Hi all, I have a somewhat basic question.
The inputs I use for analysis are the reference genome (hg38) and my sample vcf file.
I extracted the CDS region of some gene from hg38 gff file.
For example,
128937678-128937818
128936538-128936649
128935037-128935044
128937678-128937818
128936538-128936649
128935591-128935700
128937678-128937818
After that, I extracted the consensus sequence of the cds region from my sample vcf file.
Ultimately, I want to get the amino acid sequence.
I wonder if the nucleotide sequences of the CDS region of a gene extracted above can be combined and converted into amino acid sequences.
For example,
128937678-128937818 -> GAAGTG
128936538-128936649 -> GAGGCATCTCTGA
128935037-128935044 -> GAGCGAG
128937678-128937818 -> ATCTTCGG
128936538-128936649 -> CCTTCGATG
128935591-128935700 -> TTGACAACATCT
128937678-128937818 -> AGCATTTCCTC
Combination -> GAAGTGGAGGCATCTCTGAGAGCGAGATCTTCGGCCTTCGATG TTGACAACATCTAGCATTTCCTC -> Convert to amino acid sequence
Can I get the amino acid sequence like this?
If the GFF format is correct, try gffread with
-y: (-y write a protein fasta file with the translation of CDS for each record)do you have to do this for only a few CDS or for plenty of them?
In case only few: copy-paste the DNA seq in a translation tool (eg EMBOSS transeq) .
your example, however, does not really look like a valid CDS (it does not start with an ATG for instance)
This is theoretically not too difficult to do, but I'm guessing since these are discontinuous ranges, they've had exons removed?
How do you define where one the first real CDS starts ends, and the next one begins, if all of your data looks like that?

Given information:

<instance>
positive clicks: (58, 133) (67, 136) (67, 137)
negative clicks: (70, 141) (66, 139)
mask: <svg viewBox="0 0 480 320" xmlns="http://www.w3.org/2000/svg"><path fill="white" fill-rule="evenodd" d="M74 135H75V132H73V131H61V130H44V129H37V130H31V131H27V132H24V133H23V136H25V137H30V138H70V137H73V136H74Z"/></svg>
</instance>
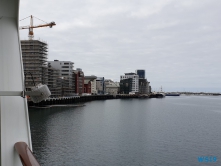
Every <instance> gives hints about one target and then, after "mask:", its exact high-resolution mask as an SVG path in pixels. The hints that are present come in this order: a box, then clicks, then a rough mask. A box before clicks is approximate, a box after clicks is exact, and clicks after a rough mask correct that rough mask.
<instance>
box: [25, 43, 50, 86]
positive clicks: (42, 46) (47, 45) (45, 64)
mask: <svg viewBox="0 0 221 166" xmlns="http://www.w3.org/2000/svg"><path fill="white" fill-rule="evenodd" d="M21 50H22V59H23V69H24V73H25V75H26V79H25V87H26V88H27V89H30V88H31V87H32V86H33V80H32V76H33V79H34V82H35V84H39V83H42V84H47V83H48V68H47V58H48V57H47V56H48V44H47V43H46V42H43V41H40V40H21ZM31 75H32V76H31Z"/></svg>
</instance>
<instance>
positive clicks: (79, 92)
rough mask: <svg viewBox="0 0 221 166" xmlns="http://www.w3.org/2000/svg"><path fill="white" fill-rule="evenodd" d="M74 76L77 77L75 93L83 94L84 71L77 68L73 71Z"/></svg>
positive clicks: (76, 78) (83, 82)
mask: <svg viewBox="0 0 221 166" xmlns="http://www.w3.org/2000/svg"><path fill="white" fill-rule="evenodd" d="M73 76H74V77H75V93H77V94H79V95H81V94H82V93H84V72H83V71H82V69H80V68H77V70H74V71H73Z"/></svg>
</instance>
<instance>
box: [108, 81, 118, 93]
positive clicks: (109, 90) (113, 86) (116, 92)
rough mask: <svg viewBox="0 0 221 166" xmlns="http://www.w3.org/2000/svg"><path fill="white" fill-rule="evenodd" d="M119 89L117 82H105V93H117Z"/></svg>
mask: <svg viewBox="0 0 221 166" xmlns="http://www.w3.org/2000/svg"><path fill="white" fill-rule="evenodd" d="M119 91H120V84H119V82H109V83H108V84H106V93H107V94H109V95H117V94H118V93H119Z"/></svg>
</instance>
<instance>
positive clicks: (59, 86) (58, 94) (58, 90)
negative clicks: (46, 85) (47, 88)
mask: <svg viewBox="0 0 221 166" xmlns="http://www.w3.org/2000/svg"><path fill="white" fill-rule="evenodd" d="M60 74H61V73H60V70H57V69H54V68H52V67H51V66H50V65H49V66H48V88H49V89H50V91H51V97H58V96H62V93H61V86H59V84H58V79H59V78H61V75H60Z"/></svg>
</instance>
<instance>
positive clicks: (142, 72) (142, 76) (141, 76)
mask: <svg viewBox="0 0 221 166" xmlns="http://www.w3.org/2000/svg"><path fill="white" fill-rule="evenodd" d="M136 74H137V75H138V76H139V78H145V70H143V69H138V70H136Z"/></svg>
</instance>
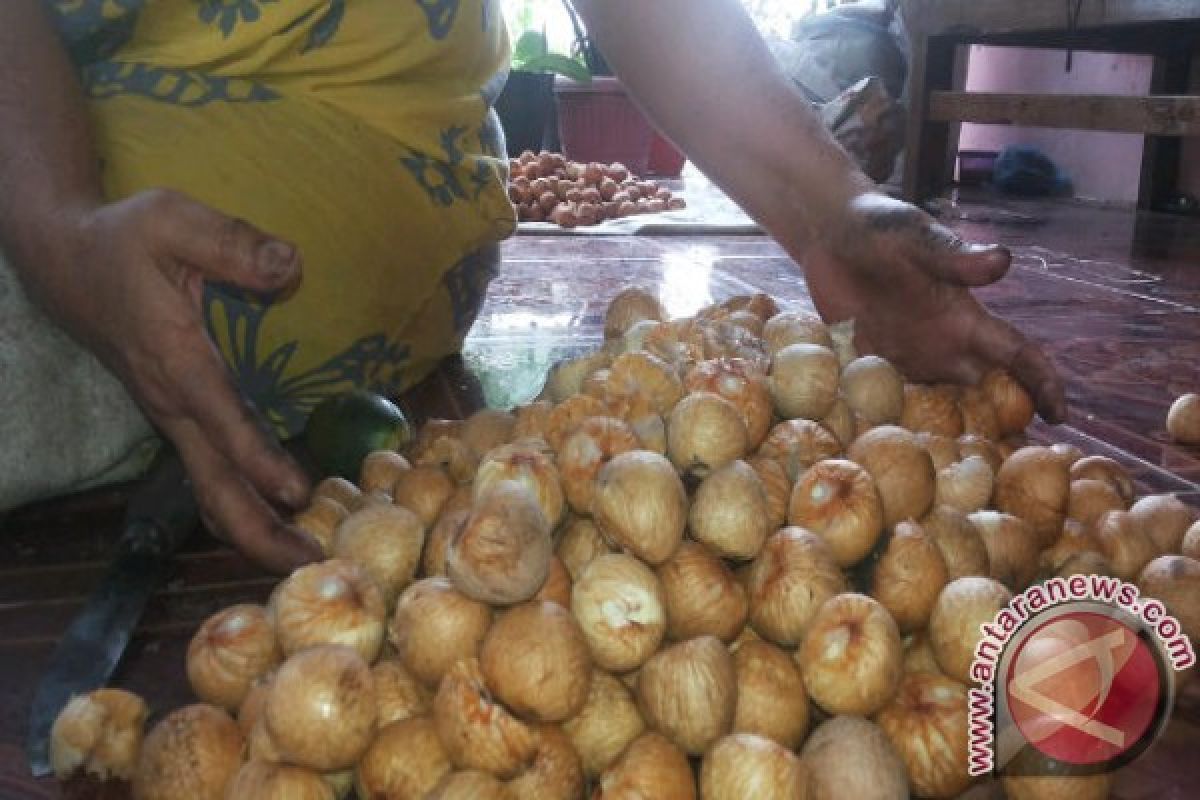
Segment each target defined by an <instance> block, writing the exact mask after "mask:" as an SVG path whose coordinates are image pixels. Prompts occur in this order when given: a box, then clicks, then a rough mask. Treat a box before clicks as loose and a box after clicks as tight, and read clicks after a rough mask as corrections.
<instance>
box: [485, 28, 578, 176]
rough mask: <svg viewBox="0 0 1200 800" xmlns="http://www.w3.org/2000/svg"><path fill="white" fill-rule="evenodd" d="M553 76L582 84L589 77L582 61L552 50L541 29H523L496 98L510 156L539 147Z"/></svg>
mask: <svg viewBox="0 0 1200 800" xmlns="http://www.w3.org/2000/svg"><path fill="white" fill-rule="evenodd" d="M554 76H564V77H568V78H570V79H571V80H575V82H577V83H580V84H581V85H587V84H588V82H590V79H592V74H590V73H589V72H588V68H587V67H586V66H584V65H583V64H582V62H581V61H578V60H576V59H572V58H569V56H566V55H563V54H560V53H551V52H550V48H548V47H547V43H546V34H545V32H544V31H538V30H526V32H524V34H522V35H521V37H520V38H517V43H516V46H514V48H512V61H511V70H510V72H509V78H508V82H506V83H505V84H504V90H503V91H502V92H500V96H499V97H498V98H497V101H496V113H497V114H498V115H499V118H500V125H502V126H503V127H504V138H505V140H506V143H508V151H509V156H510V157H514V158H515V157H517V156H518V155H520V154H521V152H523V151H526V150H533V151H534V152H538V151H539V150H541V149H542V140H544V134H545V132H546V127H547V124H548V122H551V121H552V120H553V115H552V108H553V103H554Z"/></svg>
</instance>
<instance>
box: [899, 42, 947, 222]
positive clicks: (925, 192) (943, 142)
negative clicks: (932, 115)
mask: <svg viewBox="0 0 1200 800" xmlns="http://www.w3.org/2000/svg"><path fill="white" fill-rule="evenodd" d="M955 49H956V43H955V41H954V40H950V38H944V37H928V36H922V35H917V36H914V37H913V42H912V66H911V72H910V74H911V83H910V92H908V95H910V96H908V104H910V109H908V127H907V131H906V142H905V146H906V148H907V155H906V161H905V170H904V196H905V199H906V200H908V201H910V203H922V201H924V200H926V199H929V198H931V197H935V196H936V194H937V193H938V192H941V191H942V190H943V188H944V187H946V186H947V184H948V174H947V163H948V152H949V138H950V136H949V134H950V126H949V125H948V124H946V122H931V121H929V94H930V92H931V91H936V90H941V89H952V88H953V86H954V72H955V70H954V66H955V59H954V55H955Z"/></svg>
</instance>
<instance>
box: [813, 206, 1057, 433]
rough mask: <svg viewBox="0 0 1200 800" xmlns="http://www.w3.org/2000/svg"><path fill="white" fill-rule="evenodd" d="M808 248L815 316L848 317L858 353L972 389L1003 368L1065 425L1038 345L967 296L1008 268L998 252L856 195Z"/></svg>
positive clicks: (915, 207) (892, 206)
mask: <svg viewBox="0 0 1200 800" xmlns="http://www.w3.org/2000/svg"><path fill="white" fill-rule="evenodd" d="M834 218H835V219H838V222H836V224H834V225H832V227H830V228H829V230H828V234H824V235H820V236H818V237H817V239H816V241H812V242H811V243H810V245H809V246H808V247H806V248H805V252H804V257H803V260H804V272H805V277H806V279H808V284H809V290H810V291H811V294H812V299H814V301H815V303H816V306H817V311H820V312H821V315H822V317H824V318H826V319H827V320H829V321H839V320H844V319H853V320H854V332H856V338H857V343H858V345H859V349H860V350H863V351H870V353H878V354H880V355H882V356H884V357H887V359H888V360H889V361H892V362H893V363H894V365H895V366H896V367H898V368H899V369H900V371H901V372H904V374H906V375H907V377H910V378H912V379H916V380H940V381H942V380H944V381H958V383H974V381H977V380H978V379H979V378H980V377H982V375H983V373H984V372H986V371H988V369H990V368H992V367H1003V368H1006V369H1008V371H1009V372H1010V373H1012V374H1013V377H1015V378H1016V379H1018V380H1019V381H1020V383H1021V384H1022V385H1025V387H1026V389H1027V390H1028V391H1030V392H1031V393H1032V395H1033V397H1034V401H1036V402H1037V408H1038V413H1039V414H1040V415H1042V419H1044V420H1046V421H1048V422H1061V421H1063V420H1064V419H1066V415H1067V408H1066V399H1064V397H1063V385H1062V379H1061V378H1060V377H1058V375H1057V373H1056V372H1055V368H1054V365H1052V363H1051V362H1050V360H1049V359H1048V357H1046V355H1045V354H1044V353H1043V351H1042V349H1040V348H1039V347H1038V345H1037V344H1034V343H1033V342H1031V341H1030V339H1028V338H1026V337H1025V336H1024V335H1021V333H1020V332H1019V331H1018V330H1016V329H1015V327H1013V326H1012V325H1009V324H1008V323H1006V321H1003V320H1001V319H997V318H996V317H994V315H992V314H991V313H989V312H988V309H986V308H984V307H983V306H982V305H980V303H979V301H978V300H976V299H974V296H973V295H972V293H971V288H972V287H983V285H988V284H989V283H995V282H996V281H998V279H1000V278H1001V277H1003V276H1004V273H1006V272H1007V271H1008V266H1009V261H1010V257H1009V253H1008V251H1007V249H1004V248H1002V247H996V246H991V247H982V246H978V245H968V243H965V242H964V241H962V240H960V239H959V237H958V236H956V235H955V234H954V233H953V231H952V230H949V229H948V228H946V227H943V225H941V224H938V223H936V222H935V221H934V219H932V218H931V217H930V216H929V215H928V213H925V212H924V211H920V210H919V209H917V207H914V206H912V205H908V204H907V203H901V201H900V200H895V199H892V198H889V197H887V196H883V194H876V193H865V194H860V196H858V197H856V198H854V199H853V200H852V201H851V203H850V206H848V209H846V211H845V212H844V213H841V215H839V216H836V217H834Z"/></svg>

What to produce:
Please say whether each statement below agrees with the forum thread about translating CDS regions, giving yes or no and quoting the deciding words of the thread.
(a) The inputs for the analysis are the hg38 reference genome and a sample vcf file.
(b) The CDS region of the gene was extracted from the sample vcf file.
(c) One reply says the example does not start with an ATG.

The answer:
(a) Yes: "The inputs I use for analysis are the reference genome (hg38) and my sample vcf file."
(b) No: "I extracted the CDS region of some gene from hg38 gff file."
(c) Yes: "it does not start with an ATG for instance"